* **Aim**: Could you swap each "photograph" in the lines below for "image" and give all the lines back with nothing else changed?
[START OF Listed records]
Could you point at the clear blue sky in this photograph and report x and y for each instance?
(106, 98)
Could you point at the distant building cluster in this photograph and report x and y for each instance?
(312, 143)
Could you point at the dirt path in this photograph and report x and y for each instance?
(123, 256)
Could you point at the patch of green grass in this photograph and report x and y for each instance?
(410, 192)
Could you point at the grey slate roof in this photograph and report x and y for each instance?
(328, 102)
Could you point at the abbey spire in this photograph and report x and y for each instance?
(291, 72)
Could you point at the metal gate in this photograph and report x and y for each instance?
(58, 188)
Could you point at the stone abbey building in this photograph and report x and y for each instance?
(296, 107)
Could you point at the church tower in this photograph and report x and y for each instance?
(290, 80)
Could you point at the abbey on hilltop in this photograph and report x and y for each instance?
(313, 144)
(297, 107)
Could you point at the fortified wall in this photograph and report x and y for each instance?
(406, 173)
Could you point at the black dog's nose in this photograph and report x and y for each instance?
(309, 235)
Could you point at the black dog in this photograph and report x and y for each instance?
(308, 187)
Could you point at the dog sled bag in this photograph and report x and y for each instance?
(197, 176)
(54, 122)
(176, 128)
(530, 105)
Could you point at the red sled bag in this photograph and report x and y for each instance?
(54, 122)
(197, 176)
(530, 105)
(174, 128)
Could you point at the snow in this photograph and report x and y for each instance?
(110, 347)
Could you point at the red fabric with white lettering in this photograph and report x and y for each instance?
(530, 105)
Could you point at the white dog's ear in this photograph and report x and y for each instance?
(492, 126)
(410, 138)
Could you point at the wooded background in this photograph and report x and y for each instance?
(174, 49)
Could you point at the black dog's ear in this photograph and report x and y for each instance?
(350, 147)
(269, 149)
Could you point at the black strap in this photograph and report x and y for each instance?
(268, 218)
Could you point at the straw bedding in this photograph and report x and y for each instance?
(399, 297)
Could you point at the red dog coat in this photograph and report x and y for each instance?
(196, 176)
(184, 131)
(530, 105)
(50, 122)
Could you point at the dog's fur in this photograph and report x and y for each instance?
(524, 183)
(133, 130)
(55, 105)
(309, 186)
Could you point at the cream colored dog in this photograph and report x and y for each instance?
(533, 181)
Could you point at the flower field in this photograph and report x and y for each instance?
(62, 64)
[END OF Listed records]
* **Task output**:
Could you point at the clear blue sky in this image and report x and y for each instance?
(106, 98)
Could you point at the distant building cluster in this image and report x and y for each instance?
(312, 143)
Could you point at the dirt path in this image and report x and y for each instance?
(123, 256)
Could you point at the patch of green grass in this image and report x and y for each instance?
(410, 192)
Could you point at the grey slate roof in this image and report x and y for each instance?
(328, 102)
Could you point at the abbey spire in this image and report x and y for each instance?
(291, 72)
Could you point at the metal gate in this image and report x and y for each instance?
(58, 188)
Could you point at the stone abbey building in this image and report x and y for each instance?
(296, 107)
Could you point at the church tower in this image and report x and y for each instance?
(290, 80)
Could you point at the abbey on hilltop in this image and report x and y for each instance?
(313, 144)
(297, 107)
Could you point at the fortified wall in this image and report x and y for each instance?
(406, 173)
Could you point at the black dog's nose in this image and report x and y for each instance?
(309, 235)
Could you point at the black dog in this image and report x and y for each instance?
(308, 187)
Could you point at the dog sled bag in this image and report x and y for each instance?
(197, 176)
(54, 122)
(176, 128)
(530, 105)
Could you point at the red sled bag in this image and report x and y for each instance?
(54, 122)
(197, 176)
(530, 105)
(174, 128)
Could you point at the snow in this image and report x and y for each instance?
(110, 347)
Could you point at the red fabric with white lettering in this image and report x and y for each instance?
(530, 105)
Could you point at the white dog's ear in this image and report x and y for each instance?
(492, 126)
(410, 138)
Could you point at the wooded background in this image and report x and y for each instance?
(174, 49)
Could you point at the black dog's ear in this image and report x and y for each instance?
(350, 147)
(269, 149)
Could you point at the black strap in this image and report x and y for each instance?
(268, 218)
Could you point at the straw bedding in this image and report x and y for each instance?
(399, 297)
Could you point at the red dog coat in this image and report x and y for each instance?
(196, 176)
(184, 131)
(530, 105)
(50, 122)
Could you point at the dog's fur in this image and report x and y for each instance?
(524, 183)
(133, 130)
(55, 105)
(309, 186)
Could you point at the cream colored dog in this image and report x and y for each instance?
(533, 181)
Could you point at the flower field in this image and report x and y for each instance?
(62, 64)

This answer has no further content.